■ Direction
Please repeat the rows below word for word, leaving the pictures out of your answer.
____
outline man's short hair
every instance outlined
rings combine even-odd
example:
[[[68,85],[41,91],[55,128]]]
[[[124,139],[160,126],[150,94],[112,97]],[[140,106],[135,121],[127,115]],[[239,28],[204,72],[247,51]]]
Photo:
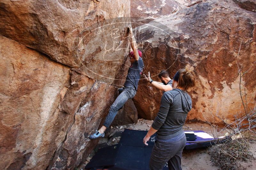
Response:
[[[161,78],[161,77],[163,77],[165,78],[167,78],[169,77],[169,73],[168,72],[165,70],[162,70],[161,71],[160,73],[158,74],[158,77]]]

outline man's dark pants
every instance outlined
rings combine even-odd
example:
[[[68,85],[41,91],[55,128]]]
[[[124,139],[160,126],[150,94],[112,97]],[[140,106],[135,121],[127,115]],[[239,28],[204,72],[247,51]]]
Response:
[[[169,170],[181,170],[182,151],[186,145],[186,140],[185,135],[177,142],[160,142],[157,140],[150,157],[150,169],[162,170],[167,162]]]
[[[103,125],[107,127],[109,127],[117,114],[118,110],[123,106],[128,99],[134,97],[136,94],[136,90],[133,88],[131,87],[123,88],[123,91],[117,97],[110,106],[108,114],[106,117],[106,120]]]

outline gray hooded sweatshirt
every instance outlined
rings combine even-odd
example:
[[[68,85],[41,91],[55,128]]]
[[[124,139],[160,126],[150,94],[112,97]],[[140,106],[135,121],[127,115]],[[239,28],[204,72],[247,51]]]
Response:
[[[165,92],[152,125],[158,131],[157,138],[170,139],[184,133],[182,126],[192,107],[191,98],[186,91],[175,89]]]

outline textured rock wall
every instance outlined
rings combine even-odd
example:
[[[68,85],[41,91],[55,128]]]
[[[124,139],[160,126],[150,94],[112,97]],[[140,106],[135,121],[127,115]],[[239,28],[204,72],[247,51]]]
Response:
[[[169,14],[201,0],[131,0],[131,17],[134,27]]]
[[[211,121],[219,123],[216,113],[233,119],[234,115],[243,111],[237,63],[243,66],[243,71],[248,70],[242,78],[244,100],[244,87],[248,110],[254,107],[256,13],[236,1],[208,1],[162,16],[135,31],[144,52],[144,72],[150,71],[153,80],[158,80],[163,69],[172,77],[188,64],[194,67],[197,85],[190,92],[193,109],[189,120],[205,120],[203,113]],[[162,94],[145,83],[141,81],[134,101],[139,117],[153,119]]]
[[[129,17],[125,0],[0,2],[2,169],[87,157],[129,66]]]

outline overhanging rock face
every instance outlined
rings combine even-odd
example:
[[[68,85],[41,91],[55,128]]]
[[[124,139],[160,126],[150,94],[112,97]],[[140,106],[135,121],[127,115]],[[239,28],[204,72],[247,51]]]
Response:
[[[130,12],[125,0],[0,2],[2,169],[87,157],[129,66]]]
[[[145,59],[144,73],[150,71],[151,78],[158,81],[161,70],[167,69],[172,78],[190,64],[197,79],[190,93],[193,109],[188,120],[205,120],[204,115],[219,122],[216,113],[233,119],[243,110],[237,63],[243,66],[243,71],[248,70],[241,85],[247,106],[254,107],[256,99],[255,16],[255,12],[232,0],[208,1],[137,27],[136,40]],[[134,99],[139,116],[153,119],[162,94],[145,81],[140,83]]]

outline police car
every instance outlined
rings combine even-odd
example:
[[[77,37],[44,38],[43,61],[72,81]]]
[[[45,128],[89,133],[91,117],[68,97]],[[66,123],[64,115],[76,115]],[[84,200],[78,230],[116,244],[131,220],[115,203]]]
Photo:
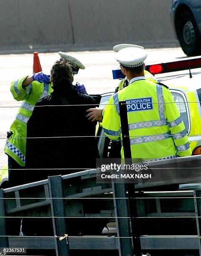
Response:
[[[154,63],[146,67],[146,69],[154,75],[158,82],[169,87],[184,123],[193,155],[201,154],[201,56]],[[119,77],[119,71],[113,71],[113,77]],[[104,107],[113,93],[102,95],[102,108]],[[148,107],[150,103],[144,104]],[[140,105],[142,107],[143,104]],[[137,105],[132,105],[137,107]],[[104,133],[101,128],[98,135],[100,136],[98,146],[100,156],[107,157],[108,138],[102,137]]]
____
■ Answer to this exercise
outline man's short hair
every instance outlined
rings combine even-odd
example:
[[[68,85],[41,91],[55,128]]]
[[[124,139],[160,126],[150,94],[112,97]],[[140,106],[135,121],[127,115]],[[239,28],[204,72],[247,51]]]
Photo:
Response:
[[[161,78],[161,77],[163,77],[165,78],[167,78],[169,77],[169,73],[168,72],[165,70],[162,70],[161,71],[160,73],[158,74],[158,77]]]

outline man's dark pants
every instance outlined
rings combine even-odd
example:
[[[68,85],[41,91],[55,128]]]
[[[124,139],[160,126],[150,94],[112,97]],[[140,106],[135,121],[127,115]],[[239,28],[204,72],[247,51]]]
Response:
[[[169,170],[181,170],[182,151],[186,145],[186,140],[185,135],[177,142],[160,142],[157,140],[150,157],[150,169],[162,170],[167,162]]]
[[[103,125],[107,127],[109,127],[117,114],[118,110],[123,106],[128,99],[134,97],[136,94],[136,90],[133,88],[131,87],[123,88],[123,91],[117,97],[110,106],[108,114],[106,117],[106,120]]]

outline gray hooded sweatshirt
every instance outlined
rings combine even-odd
example:
[[[68,85],[41,91],[55,128]]]
[[[124,139],[160,126],[150,94],[112,97]],[[140,106],[135,121],[127,115]],[[239,28],[204,72],[247,51]]]
Response:
[[[165,92],[152,125],[158,131],[157,138],[170,139],[184,133],[182,126],[192,107],[191,98],[186,91],[175,89]]]

outline textured rock wall
every instance outlined
rings combine even-odd
example:
[[[68,85],[41,91],[55,128]]]
[[[124,139],[160,126],[150,94],[112,97]],[[140,106],[135,121],[127,115]],[[239,28],[204,72],[247,51]]]
Response:
[[[169,14],[201,0],[131,0],[131,17],[134,27]]]
[[[211,121],[219,123],[216,113],[233,119],[234,115],[243,111],[237,63],[243,66],[243,71],[248,70],[242,78],[244,100],[244,87],[248,110],[254,107],[256,13],[236,1],[208,1],[162,16],[135,31],[144,52],[144,72],[150,71],[153,80],[158,80],[163,69],[172,77],[188,64],[194,67],[197,85],[190,92],[193,109],[189,120],[205,120],[203,113]],[[162,94],[145,83],[141,81],[134,101],[139,117],[153,119]]]
[[[129,17],[125,0],[0,2],[2,169],[87,157],[129,66]]]

outline overhanging rock face
every instance outlined
rings combine even-odd
example:
[[[68,85],[41,91],[55,128]]]
[[[124,139],[160,126],[150,94],[112,97]],[[140,106],[135,121],[127,115]],[[239,28],[204,72],[247,51]]]
Response:
[[[130,12],[125,0],[0,2],[2,169],[87,157],[129,66]]]
[[[145,59],[144,73],[150,71],[151,78],[158,81],[161,70],[167,69],[172,78],[190,64],[197,79],[190,93],[193,109],[188,120],[205,120],[204,115],[219,122],[216,113],[233,119],[243,110],[237,63],[243,66],[243,71],[248,70],[241,85],[247,106],[254,107],[256,99],[255,16],[255,12],[232,0],[208,1],[137,27],[136,40]],[[134,99],[139,116],[153,119],[162,94],[145,81],[140,83]]]

outline police car
every instance outlined
rings combine even-odd
example:
[[[77,37],[44,38],[43,61],[72,81]]]
[[[45,128],[89,133],[91,117],[68,97]],[[66,123],[64,115],[76,115]],[[84,200],[78,230],[116,244],[131,220],[115,203]]]
Photo:
Response:
[[[154,63],[146,67],[146,69],[154,75],[158,82],[169,87],[184,123],[193,155],[201,154],[201,56]],[[119,77],[119,71],[113,71],[113,77]],[[104,107],[113,93],[102,95],[102,108]],[[148,107],[150,103],[144,104]],[[140,105],[142,107],[143,104]],[[137,105],[132,105],[137,107]],[[104,133],[101,128],[98,135],[100,136],[98,146],[100,156],[107,157],[108,138],[102,137]]]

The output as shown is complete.